Record set start
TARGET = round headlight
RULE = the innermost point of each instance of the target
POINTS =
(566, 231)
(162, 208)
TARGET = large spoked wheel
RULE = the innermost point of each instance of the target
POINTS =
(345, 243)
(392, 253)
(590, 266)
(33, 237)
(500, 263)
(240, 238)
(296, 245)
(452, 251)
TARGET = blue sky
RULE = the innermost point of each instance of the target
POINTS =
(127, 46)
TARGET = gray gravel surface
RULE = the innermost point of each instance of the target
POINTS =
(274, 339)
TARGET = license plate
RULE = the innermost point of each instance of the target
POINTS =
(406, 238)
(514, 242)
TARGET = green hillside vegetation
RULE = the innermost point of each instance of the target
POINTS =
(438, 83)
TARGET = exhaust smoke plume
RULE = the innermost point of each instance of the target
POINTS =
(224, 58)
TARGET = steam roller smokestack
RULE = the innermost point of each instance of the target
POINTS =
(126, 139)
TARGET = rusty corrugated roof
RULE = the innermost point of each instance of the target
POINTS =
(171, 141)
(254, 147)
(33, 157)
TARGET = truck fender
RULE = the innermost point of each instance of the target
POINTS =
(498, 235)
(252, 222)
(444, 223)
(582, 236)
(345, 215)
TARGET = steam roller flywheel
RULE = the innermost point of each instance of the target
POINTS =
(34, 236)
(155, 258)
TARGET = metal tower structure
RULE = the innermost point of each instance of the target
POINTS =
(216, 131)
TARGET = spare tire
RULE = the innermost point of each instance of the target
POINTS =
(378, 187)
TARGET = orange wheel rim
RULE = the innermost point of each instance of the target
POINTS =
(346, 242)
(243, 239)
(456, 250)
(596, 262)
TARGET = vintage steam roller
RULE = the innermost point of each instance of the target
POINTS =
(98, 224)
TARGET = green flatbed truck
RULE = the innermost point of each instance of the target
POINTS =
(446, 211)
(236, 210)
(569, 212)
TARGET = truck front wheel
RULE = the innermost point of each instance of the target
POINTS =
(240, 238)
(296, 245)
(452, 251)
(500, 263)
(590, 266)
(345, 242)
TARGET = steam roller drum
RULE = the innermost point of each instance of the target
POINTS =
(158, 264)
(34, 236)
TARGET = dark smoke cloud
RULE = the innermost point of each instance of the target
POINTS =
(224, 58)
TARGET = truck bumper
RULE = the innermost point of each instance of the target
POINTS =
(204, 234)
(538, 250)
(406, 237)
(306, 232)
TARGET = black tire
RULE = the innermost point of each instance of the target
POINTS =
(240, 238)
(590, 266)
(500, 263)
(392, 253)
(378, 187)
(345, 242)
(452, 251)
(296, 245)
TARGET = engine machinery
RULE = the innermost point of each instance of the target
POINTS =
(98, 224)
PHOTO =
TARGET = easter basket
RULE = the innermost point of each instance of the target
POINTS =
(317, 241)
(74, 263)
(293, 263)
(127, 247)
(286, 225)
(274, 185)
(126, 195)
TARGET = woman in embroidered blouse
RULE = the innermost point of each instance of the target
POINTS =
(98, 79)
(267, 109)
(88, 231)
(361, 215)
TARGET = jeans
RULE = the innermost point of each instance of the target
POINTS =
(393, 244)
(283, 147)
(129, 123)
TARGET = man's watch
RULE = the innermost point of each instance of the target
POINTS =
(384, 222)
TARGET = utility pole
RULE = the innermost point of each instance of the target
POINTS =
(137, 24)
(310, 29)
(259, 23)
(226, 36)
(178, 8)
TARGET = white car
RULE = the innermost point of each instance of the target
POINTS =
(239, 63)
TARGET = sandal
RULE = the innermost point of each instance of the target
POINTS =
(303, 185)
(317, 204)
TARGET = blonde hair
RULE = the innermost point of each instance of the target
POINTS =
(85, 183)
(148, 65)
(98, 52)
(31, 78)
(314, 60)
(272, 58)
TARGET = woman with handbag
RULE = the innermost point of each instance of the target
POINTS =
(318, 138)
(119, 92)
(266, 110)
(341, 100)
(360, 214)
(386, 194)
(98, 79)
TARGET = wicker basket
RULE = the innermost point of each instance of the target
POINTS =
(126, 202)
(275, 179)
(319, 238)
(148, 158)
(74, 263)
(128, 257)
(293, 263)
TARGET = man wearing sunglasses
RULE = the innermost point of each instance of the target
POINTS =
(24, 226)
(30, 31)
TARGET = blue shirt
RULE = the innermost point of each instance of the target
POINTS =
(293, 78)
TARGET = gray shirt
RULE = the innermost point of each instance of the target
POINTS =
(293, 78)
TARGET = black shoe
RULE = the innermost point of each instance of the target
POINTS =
Record set end
> _Set task_
Edit the items above by replacing every occurrence of "innermost point" with "central point", leaving all other text unchanged.

> _Answer_
TARGET = round headlight
RULE = the central point of each instance of the target
POINTS =
(566, 231)
(162, 208)
TARGET = large spoked wheel
RULE = the central point of each instance of the target
POINTS =
(345, 243)
(392, 253)
(590, 266)
(33, 237)
(500, 263)
(240, 238)
(296, 245)
(452, 251)
TARGET = blue sky
RULE = the central point of each instance of the target
POINTS =
(127, 46)
TARGET = gray gravel surface
RULE = the central point of each instance of the target
POINTS =
(274, 339)
TARGET = license plate
RULE = the central point of each instance of the target
POINTS =
(406, 238)
(514, 242)
TARGET = green hillside vegetation
RULE = the central point of each instance of the target
POINTS =
(438, 83)
TARGET = exhaust smoke plume
RULE = the central point of each instance of the target
POINTS =
(224, 58)
TARGET = steam roller smokestack
RULE = the central point of each instance of the target
POINTS =
(126, 139)
TARGET = rusty corrugated roof
RULE = the central point of each instance of the target
POINTS =
(171, 141)
(254, 147)
(33, 157)
TARGET = truck fender
RULE = the central point of each instance of the target
POINTS =
(498, 235)
(252, 222)
(444, 223)
(582, 236)
(345, 215)
TARGET = steam roller flywheel
RULE = the central point of each instance of the target
POINTS =
(34, 236)
(155, 258)
TARGET = metal tower structure
RULE = the central point of each instance of the target
POINTS =
(216, 131)
TARGET = spare tire
RULE = the central point of each instance of the target
POINTS =
(378, 187)
TARGET = orange wheel rim
RULE = the central point of each instance of the target
POINTS =
(346, 242)
(243, 239)
(456, 250)
(596, 262)
TARGET = vintage steam roller
RULE = the central point of each instance of the target
POINTS =
(98, 224)
TARGET = green flatbed truck
RULE = the central point of each instance of the target
POINTS =
(446, 211)
(236, 210)
(569, 212)
TARGET = truck front wheel
RULE = the central point of each instance of the target
POINTS =
(240, 238)
(296, 245)
(452, 251)
(500, 263)
(590, 266)
(345, 242)
TARGET = steam roller drum
RULE = the central point of each instance of the target
POINTS =
(158, 264)
(34, 236)
TARGET = dark smoke cloud
RULE = the central point of each instance of the target
POINTS =
(224, 58)
TARGET = truck bumper
RULE = the central point of each instance of the target
POINTS =
(204, 234)
(538, 250)
(406, 237)
(306, 232)
TARGET = black tire
RULE = the central point of each instance of the target
POINTS =
(240, 238)
(590, 266)
(500, 263)
(392, 253)
(378, 187)
(345, 242)
(452, 251)
(296, 245)
TARGET = engine machinery
RULE = the central point of each instance of the target
POINTS =
(98, 224)
PHOTO =
TARGET = easter basket
RULE = the central point of each instance of the target
POINTS =
(317, 241)
(74, 263)
(293, 263)
(127, 247)
(286, 225)
(274, 185)
(126, 195)
TARGET = woman in embroidered blouse
RULE = the central point of each instance of the target
POINTS =
(98, 79)
(267, 109)
(88, 231)
(361, 215)
TARGET = jeans
RULE = the central point of each instance of the target
POINTS =
(393, 244)
(283, 147)
(129, 123)
TARGET = man's watch
RULE = the central point of each instance of the target
POINTS =
(384, 222)
TARGET = utility pole
RULE = the central point of each instance of the target
POINTS =
(137, 24)
(310, 29)
(259, 23)
(226, 36)
(178, 8)
TARGET = white car
RULE = the central point of each instance of the target
POINTS =
(239, 63)
TARGET = sandal
RULE = the central point of each instance of the target
POINTS =
(303, 185)
(317, 204)
TARGET = blonde hair
RULE = the central point of each instance of the target
POINTS =
(85, 183)
(148, 65)
(98, 52)
(31, 78)
(314, 60)
(272, 58)
TARGET = woman with handbag
RULE = the central point of each instance of the target
POINTS =
(318, 138)
(119, 92)
(266, 110)
(341, 100)
(360, 214)
(386, 194)
(98, 79)
TARGET = wicker basket
RULE = the central point of each instance of the target
POINTS =
(126, 202)
(275, 179)
(319, 238)
(148, 158)
(74, 263)
(128, 257)
(293, 263)
TARGET = man wearing sunglasses
RULE = the central point of each instance of the target
POINTS =
(24, 226)
(30, 31)
TARGET = blue shirt
RULE = the central point of each instance of the target
POINTS =
(293, 78)
TARGET = gray shirt
RULE = the central point of each instance of the target
POINTS =
(293, 78)
TARGET = black shoe
RULE = the central point of each instance of the target
POINTS =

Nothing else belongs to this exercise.